> [TASK OBJECTIVE]
Keep the pictures out and restate every record exactly.

> [DATASET ENTRIES]
********************

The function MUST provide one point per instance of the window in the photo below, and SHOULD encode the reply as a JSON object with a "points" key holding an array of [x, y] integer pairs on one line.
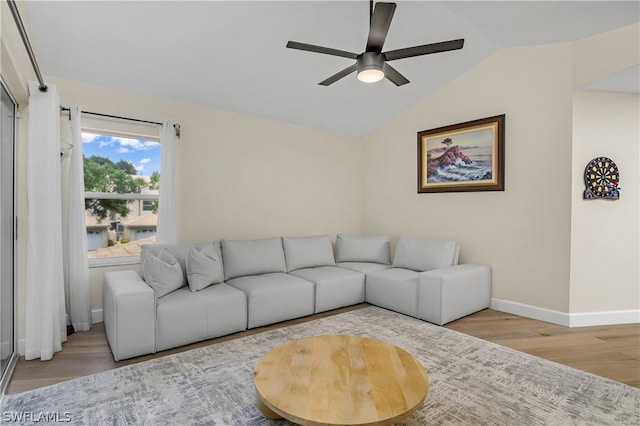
{"points": [[122, 186]]}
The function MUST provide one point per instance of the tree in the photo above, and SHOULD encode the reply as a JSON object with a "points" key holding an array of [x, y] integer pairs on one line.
{"points": [[102, 175], [154, 181], [126, 167]]}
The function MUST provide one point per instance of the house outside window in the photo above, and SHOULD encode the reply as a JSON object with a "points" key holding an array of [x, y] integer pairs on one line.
{"points": [[122, 187]]}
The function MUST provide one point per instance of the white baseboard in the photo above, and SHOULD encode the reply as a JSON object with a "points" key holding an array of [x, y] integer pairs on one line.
{"points": [[529, 311], [585, 319], [580, 319], [96, 316]]}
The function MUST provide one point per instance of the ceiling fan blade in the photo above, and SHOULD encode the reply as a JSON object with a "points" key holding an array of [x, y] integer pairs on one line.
{"points": [[380, 22], [425, 49], [337, 76], [394, 76], [320, 49]]}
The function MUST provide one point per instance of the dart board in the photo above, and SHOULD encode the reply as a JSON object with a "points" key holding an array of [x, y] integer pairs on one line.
{"points": [[601, 177]]}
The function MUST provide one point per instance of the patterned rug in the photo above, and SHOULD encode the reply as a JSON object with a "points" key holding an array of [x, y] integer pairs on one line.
{"points": [[472, 382]]}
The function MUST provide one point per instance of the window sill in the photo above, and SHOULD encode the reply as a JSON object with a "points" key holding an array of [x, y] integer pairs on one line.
{"points": [[102, 262]]}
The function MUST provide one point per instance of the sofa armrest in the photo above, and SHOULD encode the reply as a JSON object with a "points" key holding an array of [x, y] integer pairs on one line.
{"points": [[129, 306], [447, 294]]}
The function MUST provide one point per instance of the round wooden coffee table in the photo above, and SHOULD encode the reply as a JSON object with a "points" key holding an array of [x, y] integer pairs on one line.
{"points": [[339, 380]]}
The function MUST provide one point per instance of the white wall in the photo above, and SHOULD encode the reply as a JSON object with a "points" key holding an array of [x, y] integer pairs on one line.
{"points": [[523, 233], [605, 274]]}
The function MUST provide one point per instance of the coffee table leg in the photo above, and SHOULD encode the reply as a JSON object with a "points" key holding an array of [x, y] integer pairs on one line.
{"points": [[266, 411]]}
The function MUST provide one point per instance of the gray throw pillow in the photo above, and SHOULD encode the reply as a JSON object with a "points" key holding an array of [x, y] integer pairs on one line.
{"points": [[308, 252], [204, 267], [363, 248], [162, 273]]}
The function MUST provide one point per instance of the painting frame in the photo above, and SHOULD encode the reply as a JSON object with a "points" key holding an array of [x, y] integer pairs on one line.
{"points": [[480, 169]]}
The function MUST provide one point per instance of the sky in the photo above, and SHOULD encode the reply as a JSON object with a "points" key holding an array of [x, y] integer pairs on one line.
{"points": [[143, 154]]}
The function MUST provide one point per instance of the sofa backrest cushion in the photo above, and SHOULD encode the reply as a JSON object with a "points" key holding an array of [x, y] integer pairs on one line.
{"points": [[162, 272], [424, 254], [204, 267], [252, 257], [308, 252], [363, 248]]}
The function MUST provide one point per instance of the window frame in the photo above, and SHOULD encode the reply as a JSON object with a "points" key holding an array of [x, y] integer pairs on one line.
{"points": [[102, 262]]}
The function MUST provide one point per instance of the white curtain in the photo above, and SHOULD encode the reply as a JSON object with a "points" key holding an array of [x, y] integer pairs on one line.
{"points": [[167, 212], [76, 263], [45, 325]]}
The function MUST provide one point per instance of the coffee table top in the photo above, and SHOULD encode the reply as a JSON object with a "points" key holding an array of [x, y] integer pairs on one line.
{"points": [[340, 380]]}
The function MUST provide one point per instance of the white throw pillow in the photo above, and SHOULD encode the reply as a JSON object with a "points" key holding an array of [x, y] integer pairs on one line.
{"points": [[424, 254], [204, 267], [308, 252], [363, 248], [162, 273]]}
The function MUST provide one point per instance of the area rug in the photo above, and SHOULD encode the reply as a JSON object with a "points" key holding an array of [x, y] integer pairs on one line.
{"points": [[472, 382]]}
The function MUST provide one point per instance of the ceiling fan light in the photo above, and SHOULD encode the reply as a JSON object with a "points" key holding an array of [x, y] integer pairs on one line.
{"points": [[370, 75], [370, 67]]}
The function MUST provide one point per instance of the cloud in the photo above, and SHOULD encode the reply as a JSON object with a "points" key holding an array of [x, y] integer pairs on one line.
{"points": [[136, 144], [88, 137]]}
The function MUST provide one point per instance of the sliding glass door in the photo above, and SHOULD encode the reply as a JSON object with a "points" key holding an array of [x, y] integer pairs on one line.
{"points": [[8, 350]]}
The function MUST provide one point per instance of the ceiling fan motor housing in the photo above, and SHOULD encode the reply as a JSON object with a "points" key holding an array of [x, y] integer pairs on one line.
{"points": [[370, 66]]}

********************

> [OUTPUT]
The function MUST provide one point per instance of the window in the photo below, and SHOULD encode the reply as a JSON object with a "points" key holding an array of [x, y] integer pairs on one line.
{"points": [[122, 186]]}
The function MUST provide one point per instance of the tree in the photo above, and SHOULD encode the reply as a JSON object with a "points" key holding an array of [x, y] integer pairs on one line.
{"points": [[102, 175], [154, 181], [126, 167]]}
The function MUST provide one point per instance of the house outside window in the photo above, and SHOULD encode the reply as a JSON object with a "points" key holding an array of [x, y] integer pairs on one line.
{"points": [[122, 187]]}
The function MUST provide one point per instance of the white baseboard in the photo above, and SHOULD encode the reply as a JSON object with a "points" key holding an array of [x, y] integer pairs on one line.
{"points": [[529, 311], [585, 319], [580, 319], [96, 316]]}
The function MUST provide one point per instance of the ceiling fan blade in the photo above, and SHOULD encode the reply as a JSON object with a "points" key holding an array of [x, y] integer pairs on one line.
{"points": [[380, 22], [425, 49], [337, 76], [394, 76], [320, 49]]}
The function MUST provide one point per instance of the dart board in the photo above, and SHOULD encode the reply as a JSON object with a "points" key holding an array of [x, y] integer pairs on one line.
{"points": [[601, 177]]}
The function MUST provide one point per instance of the patterned rug in the photo above, and SHOULD encode the reply as a JSON object with a "points" key holding an array of [x, y] integer pairs on one line.
{"points": [[472, 382]]}
The function MUST provide one point per instance of the window sill in the photo above, and SHOULD encode the reply as a JSON object with a "points" key holding an array of [x, y] integer pairs on one line.
{"points": [[102, 262]]}
The function MUST provide one point per instance of the sofa armrest in the photo above, and SHOULD encode the reply as a JSON object with a "points" key holding an array of [x, y] integer pairs on one line.
{"points": [[129, 306], [447, 294]]}
The function MUST provide one point per instance of the round wooden coffee table in the photo above, and SHOULD encode the reply as a JSON object with a "points" key holding an array of [x, y] integer pairs on one line.
{"points": [[339, 380]]}
The function MUST provide one point per instance of the white wall in the photo above, and SHOULD encode the reply as a JSON object with a "points" key holding an array of [x, y] integer pairs on one line.
{"points": [[523, 233], [605, 274]]}
The function MUST provide one point per instance of the coffee table leg in the photo above, and SHOULD encode the reply as a JSON object with a "points" key holding an array of [x, y] integer pairs on one line.
{"points": [[266, 411]]}
The function MUST provide one point per instance of the gray throw pillow in the photo above, and SHOULD encode the reply as a JSON object with a "points" key holding an array of [x, y] integer pairs on one line.
{"points": [[308, 252], [204, 267], [363, 248], [162, 273]]}
The function MUST provide one point per instance of the painting frame in the photo above, and SHOULD encode the reply as a JSON object with a "points" key holding an array of [x, y] integer pairs on one line.
{"points": [[480, 169]]}
The function MUST provide one point per instance of the sky in the photo above, and SHOULD encode the reply as a JSON object with a "points" key holding an array of [x, y] integer pairs on one line.
{"points": [[143, 154]]}
The function MUST provide one point per instance of the sofa backrest cushion in the photo above, and SHOULD encode the reply as a JSON object with a "points" key holding an array of [x, y] integer pairs on one line.
{"points": [[162, 272], [424, 254], [204, 267], [252, 257], [308, 252], [363, 248]]}
The function MUST provide one point per instance of the window frame in the photo above, and SHOULD encode the reply as a JSON object with a "points" key holding an array of [x, y] integer pairs on one line.
{"points": [[102, 262]]}
The function MUST provide one point per instance of the white curtain in the photo above, and SHOULD encode the reply as a JSON object with a "points" key holding an array of [x, y] integer pairs on one line.
{"points": [[167, 212], [76, 263], [45, 325]]}
The function MUST provide one point per instance of the coffee table top in the photo above, and SHOULD encode the reply as a JSON object with a "points" key holding an array of [x, y] integer pairs on one line.
{"points": [[340, 380]]}
The function MUST provide one point per instance of the white throw pillow in the photo above, and SHOULD encode the reply as a JSON object with a "points" key holding an array of [x, y] integer pairs on one line.
{"points": [[424, 254], [204, 267], [308, 252], [363, 248], [162, 273]]}
The function MUST provide one point per instance of the area rug in the photo above, and SHOULD encode the reply as a JSON object with a "points" key holding an array of [x, y] integer pairs on one line.
{"points": [[472, 382]]}
The function MUST provide one point per instance of the ceiling fan light in the photo above, and SHOULD encode the reply as a JSON object with a "points" key holding an array of [x, y] integer pairs on one line.
{"points": [[370, 75], [370, 67]]}
The function MUST provide one point per instance of the cloud in the photo above, and SHOULD encode the reply as a JSON object with a "points" key holding an array of [x, y] integer pairs on one line.
{"points": [[136, 144], [88, 137]]}
The function MUST provide one point per instance of the sliding glass door in the photo above, and SHOULD encode the reply as a JSON object with a "points" key holding an array of [x, y] integer pairs on one line.
{"points": [[8, 350]]}
The function MUST provide one point per instance of the ceiling fan motor housing in the photo above, and SHOULD encode the reply as a JSON object with a "points" key holding an array of [x, y] integer pairs on one line.
{"points": [[370, 66]]}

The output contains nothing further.